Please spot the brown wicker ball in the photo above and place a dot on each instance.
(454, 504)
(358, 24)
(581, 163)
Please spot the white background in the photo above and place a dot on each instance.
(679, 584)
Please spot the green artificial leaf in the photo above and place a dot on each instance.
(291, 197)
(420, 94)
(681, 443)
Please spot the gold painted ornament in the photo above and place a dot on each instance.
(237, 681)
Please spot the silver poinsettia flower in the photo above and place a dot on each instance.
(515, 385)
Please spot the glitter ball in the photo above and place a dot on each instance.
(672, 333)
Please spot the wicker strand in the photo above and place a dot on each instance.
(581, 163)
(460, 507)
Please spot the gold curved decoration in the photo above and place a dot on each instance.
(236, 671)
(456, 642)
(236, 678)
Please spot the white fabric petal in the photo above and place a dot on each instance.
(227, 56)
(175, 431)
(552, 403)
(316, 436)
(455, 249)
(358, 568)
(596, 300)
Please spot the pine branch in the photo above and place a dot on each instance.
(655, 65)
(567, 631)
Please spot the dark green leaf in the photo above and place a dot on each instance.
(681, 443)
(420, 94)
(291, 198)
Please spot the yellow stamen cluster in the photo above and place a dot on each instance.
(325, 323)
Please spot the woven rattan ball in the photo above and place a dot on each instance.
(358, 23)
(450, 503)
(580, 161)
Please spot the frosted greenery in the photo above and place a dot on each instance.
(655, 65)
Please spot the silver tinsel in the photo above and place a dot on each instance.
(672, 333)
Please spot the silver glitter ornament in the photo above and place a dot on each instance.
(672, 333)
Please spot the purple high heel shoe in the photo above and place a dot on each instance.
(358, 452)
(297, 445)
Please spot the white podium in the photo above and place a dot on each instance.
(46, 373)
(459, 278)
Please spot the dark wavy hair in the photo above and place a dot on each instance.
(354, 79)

## Instructions for the task
Return, unchanged, the stretch of the items from the line containing "Please spot the dark wavy" through the end of the items.

## Result of the task
Please spot the dark wavy hair in the photo above and place a dot on each instance.
(354, 79)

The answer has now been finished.